_所给文本_
----------

两台服务器:
pro_server:监控平台+分析展示平台,Linux系统oraclelinux 7.3版本
exp_agent:被监控服务器,Linux系统oraclelinux 7.3版本
软件版本:
prometheus-2.3.2.linux-amd64.tar.gz
alertmanager-0.15.2.linux-amd64.tar.gz
node_exporter-0.16.0.linux-amd64.tar.gz
运行前关掉linux的防火墙,两台服务器都要关掉
# systemctl stop firewalld
# systemctl disable firewalld
安装Prometheus server
在监控平台端安装Prometheus Server
[root@pro_server ~]# tar xf prometheus-2.3.2.linux-amd64.tar.gz
[root@pro_server ~]# cd prometheus-2.3.2.linux-amd64
[root@pro_server prometheus-2.3.2.linux-amd64]# ./prometheus --config.file=prometheus.yml
然后通过访问 http://<服务器IP地址>:9090,验证Prometheus是否已安装成功,web显示应该如下
安装node_exporter
在被监控端安装node_exporter
[root@exp_agent ~]# tar xf node_exporter-0.16.0.linux-amd64.tar.gz
[root@exp_agent ~]# cd node_exporter-0.16.0.linux-amd64
[root@exp_agent node_exporter-0.16.0.linux-amd64]# ./node_exporter &
然后在监控端添加node
打开#prometheus_path#/prometheus.yml,添加以下新的节点名以及IP网端号,注意空格和缩进。
- job_name: 'exporter'
static_configs:
- targets: [10.18.34.72:9100]
添加完成后,打开prometheus网页,在status->Targets下查看是否新增的节点能查看
安装alertmanager
tar xf alertmanager-0.15.2.linux-amd64.tar.gz
配置规则
[root@pro_server alertmanager-0.15.2.linux-amd64]# mkdir /etc/prometheus
[root@pro_server alertmanager-0.15.2.linux-amd64]# vi /etc/prometheus/alert.rules
在alert.rules中添加以下代码
groups:
- name: web.hook
rules:
# Alert for any instance that is unreachable for >1 minutes.

----------

_数据部分_

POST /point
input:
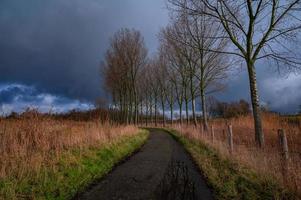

----------

请从所给文本中摘出一段:以含有“- job_name: 'exporter'”的文字开头,到“for >1 minutes.”为止,逐字照录。

- job_name: 'exporter'
static_configs:
- targets: [10.18.34.72:9100]
添加完成后,打开prometheus网页,在status->Targets下查看是否新增的节点能查看
安装alertmanager
tar xf alertmanager-0.15.2.linux-amd64.tar.gz
配置规则
[root@pro_server alertmanager-0.15.2.linux-amd64]# mkdir /etc/prometheus
[root@pro_server alertmanager-0.15.2.linux-amd64]# vi /etc/prometheus/alert.rules
在alert.rules中添加以下代码
groups:
- name: web.hook
rules:
# Alert for any instance that is unreachable for >1 minutes.